[RECORDS Boundary: Start]

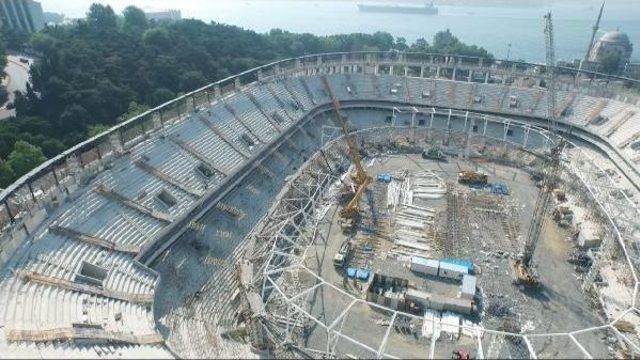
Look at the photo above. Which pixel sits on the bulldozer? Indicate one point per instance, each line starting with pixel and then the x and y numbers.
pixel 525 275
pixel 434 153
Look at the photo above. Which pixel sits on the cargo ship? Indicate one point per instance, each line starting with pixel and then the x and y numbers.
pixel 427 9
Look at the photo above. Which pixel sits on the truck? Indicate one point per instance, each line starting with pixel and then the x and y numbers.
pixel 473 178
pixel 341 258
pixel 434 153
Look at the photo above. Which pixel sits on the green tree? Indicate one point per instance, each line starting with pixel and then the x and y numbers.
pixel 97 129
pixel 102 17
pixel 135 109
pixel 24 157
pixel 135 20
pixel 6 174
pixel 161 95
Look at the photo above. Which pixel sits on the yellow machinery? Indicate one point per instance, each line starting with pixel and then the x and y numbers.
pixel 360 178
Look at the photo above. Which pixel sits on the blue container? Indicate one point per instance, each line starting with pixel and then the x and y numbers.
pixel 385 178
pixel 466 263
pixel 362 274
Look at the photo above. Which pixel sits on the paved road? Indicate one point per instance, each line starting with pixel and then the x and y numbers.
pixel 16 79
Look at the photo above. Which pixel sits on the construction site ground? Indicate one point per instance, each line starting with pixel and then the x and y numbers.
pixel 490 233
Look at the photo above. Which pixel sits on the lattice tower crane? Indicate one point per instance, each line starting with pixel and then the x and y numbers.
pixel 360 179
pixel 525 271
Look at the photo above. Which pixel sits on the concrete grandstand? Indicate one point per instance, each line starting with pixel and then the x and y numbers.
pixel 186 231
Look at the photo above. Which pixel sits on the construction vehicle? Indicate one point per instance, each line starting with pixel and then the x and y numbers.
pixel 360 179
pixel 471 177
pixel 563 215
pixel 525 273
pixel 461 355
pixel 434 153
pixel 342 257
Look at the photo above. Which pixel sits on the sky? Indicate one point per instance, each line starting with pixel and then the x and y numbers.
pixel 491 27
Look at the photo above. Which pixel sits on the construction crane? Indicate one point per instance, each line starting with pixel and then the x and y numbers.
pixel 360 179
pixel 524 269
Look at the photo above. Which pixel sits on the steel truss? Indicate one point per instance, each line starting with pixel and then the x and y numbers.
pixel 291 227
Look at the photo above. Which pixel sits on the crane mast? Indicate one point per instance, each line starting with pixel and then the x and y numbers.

[RECORDS Boundary: End]

■ EXERCISE REQUIREMENTS ■
Each entry above should be printed exactly, and any picture in it left out.

■ EXERCISE RESULT ■
Look at the photo above. Which pixel sits on the bulldozer? Indicate one point per instance, each line starting with pixel and then the x and y numbers.
pixel 525 275
pixel 434 153
Look at the photo above. Which pixel sits on the cargo ship? Indicate one point per instance, each line starting with pixel and then the x and y numbers.
pixel 427 9
Look at the photo above. Which pixel sits on the truck? Indicate one point per instance, each line starting with pixel and then the x and y numbers.
pixel 473 178
pixel 341 258
pixel 434 153
Look at the photo above. Which pixel sits on the green tree? Indicate one point per instance, each line starting with pixel and then the x and y numbers.
pixel 97 129
pixel 102 17
pixel 135 109
pixel 24 157
pixel 135 20
pixel 6 174
pixel 161 95
Look at the photo above. Which pixel sits on the yellow machinery? Indicate one point per instance, each line starting with pixel and then the x and y numbers.
pixel 360 178
Look at the photo above. Which pixel sits on the blue container? Indicate one point per instance, each line starting with pixel and then the x and y numbers.
pixel 385 178
pixel 466 263
pixel 362 274
Look at the photo above. Which pixel sits on the paved road? Indicate one point per instance, each line starting with pixel and then the x and y numbers.
pixel 16 79
Look at the photo above. Which pixel sits on the construction site ground? Indicate one point per instance, each line starting with pixel and then the x and y numbers.
pixel 490 233
Look at the photo above. Which pixel sits on the lattice tower crane? Indicate one point per instance, each line starting with pixel and then the x and y numbers.
pixel 360 179
pixel 525 271
Look at the photo above. Which pixel sits on the concrete grandstand? Indicate one point per instance, each line starting with pixel and then the x and y numbers.
pixel 186 231
Look at the photo above. Which pixel sits on the construction vehicle? Indicate one point per instance, each line starting with pixel and then the x and y numbers.
pixel 360 179
pixel 471 177
pixel 563 215
pixel 525 273
pixel 461 355
pixel 434 153
pixel 342 257
Look at the photo above. Which pixel sits on the sky? Indicate one point per instance, each line starting with pixel and then the x and y numbers.
pixel 491 27
Look at the photo above. Which pixel sits on the construction crane? Indicate one point per instance, each line starting with pixel and then the x and y numbers.
pixel 360 179
pixel 524 269
Look at the photo above. Which pixel sits on the steel truss? Indicate one point per instance, each line starting with pixel and then the x and y numbers.
pixel 291 227
Look at the photo above. Which pixel sits on the crane mast? Indicate one point per instance, each line starting with pixel and then the x and y numbers.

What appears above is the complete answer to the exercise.